INSTRUCTIONS TO FOLLOW >> When you copy the data that follows, reproduce every word exactly and leave out the images.

EXTRACTED INFORMATION >>
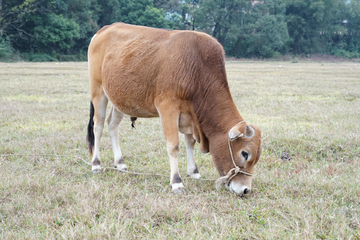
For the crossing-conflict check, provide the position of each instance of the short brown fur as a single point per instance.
(144, 72)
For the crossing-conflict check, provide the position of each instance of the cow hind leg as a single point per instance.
(192, 168)
(114, 120)
(99, 104)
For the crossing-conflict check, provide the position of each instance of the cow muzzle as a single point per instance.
(238, 188)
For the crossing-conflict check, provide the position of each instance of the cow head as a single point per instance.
(244, 142)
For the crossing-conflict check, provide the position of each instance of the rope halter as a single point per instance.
(225, 180)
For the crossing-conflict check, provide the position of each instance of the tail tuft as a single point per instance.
(90, 134)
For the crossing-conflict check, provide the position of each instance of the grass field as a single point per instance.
(309, 110)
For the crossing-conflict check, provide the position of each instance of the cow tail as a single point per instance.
(90, 134)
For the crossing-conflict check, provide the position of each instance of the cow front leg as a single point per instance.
(169, 115)
(192, 168)
(114, 120)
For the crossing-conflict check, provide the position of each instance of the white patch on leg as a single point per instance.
(121, 167)
(95, 167)
(176, 186)
(195, 175)
(93, 37)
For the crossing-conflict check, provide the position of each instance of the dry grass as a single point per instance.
(309, 110)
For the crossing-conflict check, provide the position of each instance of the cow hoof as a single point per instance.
(121, 167)
(178, 191)
(96, 171)
(195, 175)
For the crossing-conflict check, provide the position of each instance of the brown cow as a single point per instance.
(179, 76)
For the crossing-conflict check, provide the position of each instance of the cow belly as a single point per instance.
(132, 105)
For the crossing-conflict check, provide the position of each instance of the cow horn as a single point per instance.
(234, 134)
(249, 132)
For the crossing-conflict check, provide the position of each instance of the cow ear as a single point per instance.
(234, 134)
(249, 132)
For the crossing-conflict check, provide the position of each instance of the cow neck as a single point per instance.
(220, 115)
(216, 124)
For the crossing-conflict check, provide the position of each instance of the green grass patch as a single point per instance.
(309, 110)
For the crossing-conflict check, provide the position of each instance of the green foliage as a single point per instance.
(55, 32)
(6, 50)
(54, 29)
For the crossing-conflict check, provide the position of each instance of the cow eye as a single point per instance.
(245, 154)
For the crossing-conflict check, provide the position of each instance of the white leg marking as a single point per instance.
(99, 118)
(192, 168)
(95, 167)
(176, 186)
(114, 120)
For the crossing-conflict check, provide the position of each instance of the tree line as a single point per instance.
(46, 30)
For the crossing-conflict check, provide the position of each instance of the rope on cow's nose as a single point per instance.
(225, 180)
(139, 173)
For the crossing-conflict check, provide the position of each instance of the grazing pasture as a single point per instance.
(308, 112)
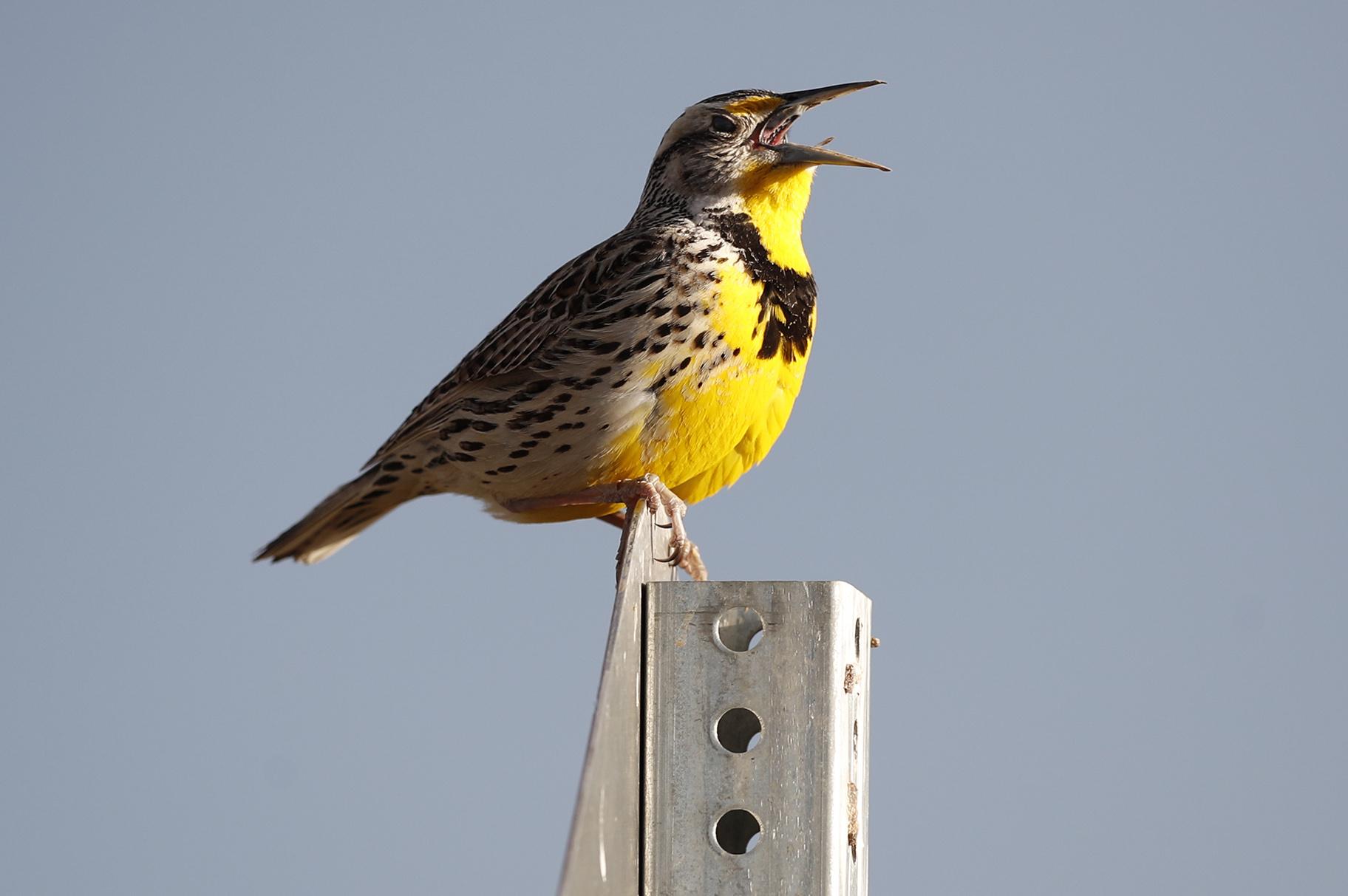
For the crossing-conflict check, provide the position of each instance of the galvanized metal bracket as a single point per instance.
(729, 750)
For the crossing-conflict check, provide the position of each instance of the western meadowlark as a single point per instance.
(658, 366)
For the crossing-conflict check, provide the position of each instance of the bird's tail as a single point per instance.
(338, 518)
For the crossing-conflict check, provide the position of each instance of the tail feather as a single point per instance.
(337, 519)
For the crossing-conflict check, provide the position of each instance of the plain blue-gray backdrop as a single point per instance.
(1075, 421)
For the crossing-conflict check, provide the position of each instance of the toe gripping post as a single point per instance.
(729, 750)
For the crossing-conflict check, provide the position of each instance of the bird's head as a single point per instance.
(736, 143)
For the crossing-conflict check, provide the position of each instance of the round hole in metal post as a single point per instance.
(739, 629)
(739, 731)
(738, 832)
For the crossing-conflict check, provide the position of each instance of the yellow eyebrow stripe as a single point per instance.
(752, 106)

ANSWER FOR THIS EXERCISE >>
For the crossing-conflict check, provide the position of each instance of the short brown fur as a single point per instance.
(144, 72)
For the crossing-conflict check, provide the position of each instance of the cow hind leg as a single point per instance.
(192, 168)
(114, 120)
(99, 104)
For the crossing-conflict check, provide the position of each instance of the cow muzzle as a single point per instance.
(238, 188)
For the crossing-conflict check, provide the position of each instance of the cow head as a single point per instance.
(244, 142)
For the crossing-conflict check, provide the position of each instance of the rope halter as a single point per instance.
(225, 180)
For the crossing-conflict check, provide the position of each instance of the tail tuft as a single point per instance.
(90, 134)
For the crossing-conflict check, provide the position of each instance of the grass field as a single point per instance.
(309, 110)
For the crossing-conflict check, provide the position of each instance of the cow tail as a single point per instance.
(90, 134)
For the crossing-conflict check, provide the position of each instance of the cow front leg as a single point per instance.
(169, 115)
(192, 168)
(114, 120)
For the crossing-conflict check, provide the position of each instance of the white patch on leg as a single point per instance.
(121, 167)
(95, 167)
(176, 186)
(195, 175)
(93, 37)
For the crossing-conflict check, provide the position of each instance of the dry grass as a single point per instance.
(309, 110)
For the crossing-conflict check, provide the position of each instance of the cow hoof as a single point per instance.
(121, 167)
(178, 191)
(96, 171)
(195, 175)
For the crossing-conflict check, provide the position of each instance of the brown cow as a single point per instance.
(179, 76)
For the crossing-conflict check, provide the position of each instance of the cow belly as a single point per instance.
(132, 105)
For the crossing-conflict check, provide the position of each instance of the cow horn as a single point per instance.
(234, 134)
(249, 132)
For the crossing-conflict check, provide the position of each instance of the cow ear as a single point per instance.
(234, 134)
(249, 132)
For the crossing-conflict check, provide the position of each instance of the cow neck as a single point per instance.
(220, 115)
(216, 124)
For the crossing-conflict check, provide the position of each instance of the green grass patch as a single point per instance.
(309, 110)
For the crossing-conflict check, provide the position of each instance of the green foliage as a single point per instance.
(55, 32)
(6, 50)
(54, 29)
For the crossing-conflict check, provide the position of each instance of the cow eye as a single point per instance.
(245, 154)
For the crossing-conflict check, provide the position of each instance of the white leg marking as a single point per instance.
(99, 118)
(192, 168)
(95, 167)
(176, 186)
(114, 120)
For the crossing-conflict check, provide the position of each instance of the tree line as a single point per instance.
(46, 30)
For the crossing-conflict check, provide the position of each instance of the rope on cow's nose as a single point per instance.
(225, 180)
(139, 173)
For the crossing-conflict check, provide the position of each instance of the grazing pasture as a single point per instance.
(308, 112)
For the crossing-conflict check, provide the position of each instance of the galvanized metal bracket as a single point per instance.
(729, 750)
For the crossing-conflict check, provide the position of each instance of the western meadowlark as a single point per instance.
(658, 366)
For the crossing-conflict check, provide the position of each instance of the bird's tail as a single point per instance.
(338, 518)
For the crossing-conflict check, provide the position of each instance of the tail feather as a single point per instance.
(337, 519)
For the crossing-conflict check, provide the position of each instance of the plain blue-gray backdrop as a single point per instance.
(1075, 421)
For the crossing-conflict check, provide the position of each instance of the toe gripping post as a single point per instance.
(729, 750)
For the crossing-conflict check, provide the position of each instance of the bird's head as a single point per instance.
(736, 143)
For the crossing-conflict check, provide the position of each instance of the round hole in metal post as a single point per instance.
(739, 629)
(739, 731)
(738, 832)
For the crossing-conflict check, provide the position of each instance of the yellow eyebrow stripe as a single point per instance.
(752, 106)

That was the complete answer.